▸ WHAT IS EXPECTED
Rewrite the lines from the one containing "like [(48, 303)]." through the one containing "42), (316, 54)]", inclusive, as a Markdown table with the columns Row and Line, skipping blank lines. Leave the pictures out of the answer.

───── MATERIAL SUPPLIED

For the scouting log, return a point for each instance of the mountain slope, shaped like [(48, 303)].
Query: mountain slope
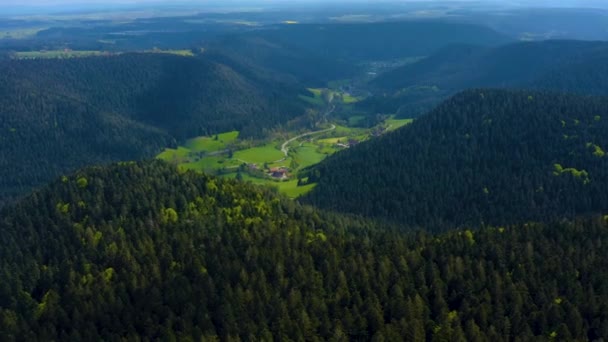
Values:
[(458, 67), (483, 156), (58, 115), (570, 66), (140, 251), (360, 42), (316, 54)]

──────────
───── MATERIAL SUPPLIED

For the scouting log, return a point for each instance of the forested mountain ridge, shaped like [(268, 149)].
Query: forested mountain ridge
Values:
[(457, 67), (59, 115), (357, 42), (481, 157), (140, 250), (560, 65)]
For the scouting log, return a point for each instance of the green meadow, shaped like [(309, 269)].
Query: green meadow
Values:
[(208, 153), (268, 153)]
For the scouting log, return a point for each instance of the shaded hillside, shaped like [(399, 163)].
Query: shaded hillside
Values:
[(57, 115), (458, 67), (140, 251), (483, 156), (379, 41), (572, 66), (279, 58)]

──────────

▸ EXERCISE OUTPUT
| Row | Line |
|---|---|
| 1 | For the scouting log, return a point for each instance of the mountain slope, shaped like [(48, 303)]. |
| 2 | Query: mountain slope |
| 3 | Values: |
| 4 | [(458, 67), (483, 156), (58, 115), (570, 66), (140, 251), (360, 42), (316, 54)] |